### DO THIS
Output, please, every line from the line that holds "For this evaluation, locate the smiling" to the end, exactly as written.

[Items from a dataset]
[start]
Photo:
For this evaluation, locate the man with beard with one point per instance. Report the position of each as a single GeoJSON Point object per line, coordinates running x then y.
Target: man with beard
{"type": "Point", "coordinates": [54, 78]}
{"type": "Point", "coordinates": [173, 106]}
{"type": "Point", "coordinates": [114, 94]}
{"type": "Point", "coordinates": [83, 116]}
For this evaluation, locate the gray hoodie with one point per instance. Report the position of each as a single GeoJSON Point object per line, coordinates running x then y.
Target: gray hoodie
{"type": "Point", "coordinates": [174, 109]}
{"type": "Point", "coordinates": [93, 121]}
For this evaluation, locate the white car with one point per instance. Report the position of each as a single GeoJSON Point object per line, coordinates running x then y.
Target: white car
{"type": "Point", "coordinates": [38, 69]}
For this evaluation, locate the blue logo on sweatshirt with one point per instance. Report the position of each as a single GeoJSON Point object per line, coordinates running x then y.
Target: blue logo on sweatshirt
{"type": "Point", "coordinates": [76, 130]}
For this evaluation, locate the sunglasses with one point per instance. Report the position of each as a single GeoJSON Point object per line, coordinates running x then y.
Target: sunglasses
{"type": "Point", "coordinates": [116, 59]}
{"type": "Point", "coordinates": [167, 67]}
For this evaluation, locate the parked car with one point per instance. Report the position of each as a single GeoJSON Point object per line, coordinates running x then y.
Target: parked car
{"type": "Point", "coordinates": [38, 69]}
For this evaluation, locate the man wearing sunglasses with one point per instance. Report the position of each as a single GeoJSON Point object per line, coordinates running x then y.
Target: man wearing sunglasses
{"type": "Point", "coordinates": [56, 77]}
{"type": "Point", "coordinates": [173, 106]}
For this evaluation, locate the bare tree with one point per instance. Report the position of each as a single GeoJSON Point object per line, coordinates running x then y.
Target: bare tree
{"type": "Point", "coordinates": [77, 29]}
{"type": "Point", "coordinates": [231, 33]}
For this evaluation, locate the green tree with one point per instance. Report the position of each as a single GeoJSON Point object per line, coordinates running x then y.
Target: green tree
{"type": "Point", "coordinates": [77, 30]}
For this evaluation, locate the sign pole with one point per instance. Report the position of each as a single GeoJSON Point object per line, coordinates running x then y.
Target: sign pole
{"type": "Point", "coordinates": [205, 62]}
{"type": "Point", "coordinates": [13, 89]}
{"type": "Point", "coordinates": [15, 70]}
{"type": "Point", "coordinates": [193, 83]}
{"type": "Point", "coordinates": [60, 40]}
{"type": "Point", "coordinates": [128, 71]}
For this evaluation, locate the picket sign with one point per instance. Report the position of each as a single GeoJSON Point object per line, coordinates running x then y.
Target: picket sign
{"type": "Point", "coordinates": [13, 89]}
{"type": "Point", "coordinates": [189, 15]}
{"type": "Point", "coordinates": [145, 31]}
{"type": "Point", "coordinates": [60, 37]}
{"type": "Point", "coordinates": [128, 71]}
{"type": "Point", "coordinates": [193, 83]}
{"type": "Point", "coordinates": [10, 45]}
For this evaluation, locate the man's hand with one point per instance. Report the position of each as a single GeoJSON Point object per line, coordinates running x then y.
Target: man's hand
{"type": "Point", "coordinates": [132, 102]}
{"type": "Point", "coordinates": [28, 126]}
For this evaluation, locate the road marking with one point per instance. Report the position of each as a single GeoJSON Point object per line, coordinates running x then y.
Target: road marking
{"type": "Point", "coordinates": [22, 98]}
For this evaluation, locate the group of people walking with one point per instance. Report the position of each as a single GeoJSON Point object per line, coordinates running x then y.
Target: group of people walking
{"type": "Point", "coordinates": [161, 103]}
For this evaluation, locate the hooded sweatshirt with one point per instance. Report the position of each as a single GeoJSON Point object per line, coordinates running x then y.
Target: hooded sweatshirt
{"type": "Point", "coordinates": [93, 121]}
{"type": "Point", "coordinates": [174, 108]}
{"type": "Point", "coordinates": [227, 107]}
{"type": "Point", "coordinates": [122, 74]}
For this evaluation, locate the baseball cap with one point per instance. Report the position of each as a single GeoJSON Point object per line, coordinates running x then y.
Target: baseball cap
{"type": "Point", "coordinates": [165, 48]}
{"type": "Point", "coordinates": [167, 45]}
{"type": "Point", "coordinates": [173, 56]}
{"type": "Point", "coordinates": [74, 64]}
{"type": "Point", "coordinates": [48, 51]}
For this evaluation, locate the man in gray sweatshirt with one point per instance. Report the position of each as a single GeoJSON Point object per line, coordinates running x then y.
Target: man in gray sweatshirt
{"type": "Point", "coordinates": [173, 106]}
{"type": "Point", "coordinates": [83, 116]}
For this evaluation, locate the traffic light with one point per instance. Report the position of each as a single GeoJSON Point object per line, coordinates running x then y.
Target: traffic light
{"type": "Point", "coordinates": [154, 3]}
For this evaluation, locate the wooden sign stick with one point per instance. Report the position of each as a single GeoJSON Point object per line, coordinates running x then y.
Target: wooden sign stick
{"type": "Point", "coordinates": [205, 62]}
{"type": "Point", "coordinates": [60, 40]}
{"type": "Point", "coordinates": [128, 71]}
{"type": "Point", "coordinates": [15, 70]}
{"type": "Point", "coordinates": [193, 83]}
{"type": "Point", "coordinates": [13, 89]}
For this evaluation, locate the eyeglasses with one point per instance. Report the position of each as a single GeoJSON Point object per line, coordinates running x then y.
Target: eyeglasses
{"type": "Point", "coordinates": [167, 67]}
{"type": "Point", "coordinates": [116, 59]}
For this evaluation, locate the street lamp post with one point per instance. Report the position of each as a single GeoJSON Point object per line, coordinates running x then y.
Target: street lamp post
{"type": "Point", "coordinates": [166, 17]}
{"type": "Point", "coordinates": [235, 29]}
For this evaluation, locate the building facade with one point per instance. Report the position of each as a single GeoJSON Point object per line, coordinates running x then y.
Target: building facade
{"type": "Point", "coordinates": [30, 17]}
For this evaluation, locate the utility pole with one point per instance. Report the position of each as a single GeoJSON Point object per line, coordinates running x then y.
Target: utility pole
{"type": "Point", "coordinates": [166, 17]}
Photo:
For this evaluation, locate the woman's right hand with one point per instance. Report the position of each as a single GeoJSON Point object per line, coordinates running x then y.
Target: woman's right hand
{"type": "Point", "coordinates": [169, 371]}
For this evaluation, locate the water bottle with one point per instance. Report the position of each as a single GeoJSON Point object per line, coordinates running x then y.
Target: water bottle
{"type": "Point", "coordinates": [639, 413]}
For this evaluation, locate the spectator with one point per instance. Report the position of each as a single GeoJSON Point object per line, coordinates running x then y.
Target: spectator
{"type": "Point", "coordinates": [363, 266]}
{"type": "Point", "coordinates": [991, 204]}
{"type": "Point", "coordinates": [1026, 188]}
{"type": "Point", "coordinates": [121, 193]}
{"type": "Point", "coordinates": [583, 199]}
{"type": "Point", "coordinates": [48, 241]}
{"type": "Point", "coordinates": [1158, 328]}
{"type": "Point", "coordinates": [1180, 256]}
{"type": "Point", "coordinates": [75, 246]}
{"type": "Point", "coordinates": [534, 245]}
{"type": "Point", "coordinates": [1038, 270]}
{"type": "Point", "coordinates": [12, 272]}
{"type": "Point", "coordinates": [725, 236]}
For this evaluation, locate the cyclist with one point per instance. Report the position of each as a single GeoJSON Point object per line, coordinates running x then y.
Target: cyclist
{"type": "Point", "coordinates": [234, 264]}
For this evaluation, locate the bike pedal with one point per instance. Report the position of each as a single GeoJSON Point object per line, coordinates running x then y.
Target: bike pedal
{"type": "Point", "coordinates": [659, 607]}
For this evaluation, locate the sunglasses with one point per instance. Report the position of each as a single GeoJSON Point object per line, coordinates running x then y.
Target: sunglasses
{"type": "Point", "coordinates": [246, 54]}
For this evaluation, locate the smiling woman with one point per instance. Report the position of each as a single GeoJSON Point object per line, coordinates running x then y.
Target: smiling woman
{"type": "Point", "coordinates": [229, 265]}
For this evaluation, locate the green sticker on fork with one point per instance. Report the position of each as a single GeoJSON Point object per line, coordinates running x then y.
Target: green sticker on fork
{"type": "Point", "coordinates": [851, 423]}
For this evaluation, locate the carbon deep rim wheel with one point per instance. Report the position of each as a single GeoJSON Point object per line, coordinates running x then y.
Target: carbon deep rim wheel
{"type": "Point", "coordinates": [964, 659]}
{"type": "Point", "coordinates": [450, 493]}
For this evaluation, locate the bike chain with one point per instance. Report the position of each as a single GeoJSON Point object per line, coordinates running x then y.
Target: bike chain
[end]
### RESULT
For this evaluation, locate the smiling woman with one point per instance. Report the position of each as a single GeoJSON Point object per line, coordinates running x then y.
Target: smiling woman
{"type": "Point", "coordinates": [229, 265]}
For this evaluation, locate the green sticker on fork with one point per instance. Report the position of each as a single GeoJSON Point object per line, coordinates running x then y.
Target: green sticker on fork
{"type": "Point", "coordinates": [851, 423]}
For this evaluation, locate the carbon deep rim wheel with one point per instance. Report the position of each as a single GeoJSON Point object per line, coordinates running x then y.
Target: carbon deep rim wheel
{"type": "Point", "coordinates": [964, 659]}
{"type": "Point", "coordinates": [450, 493]}
For this evaluation, locate the bike chain with one point per instance. Report the position of each as a single GeoJSON Point object per line, coordinates running x then y.
Target: bike chain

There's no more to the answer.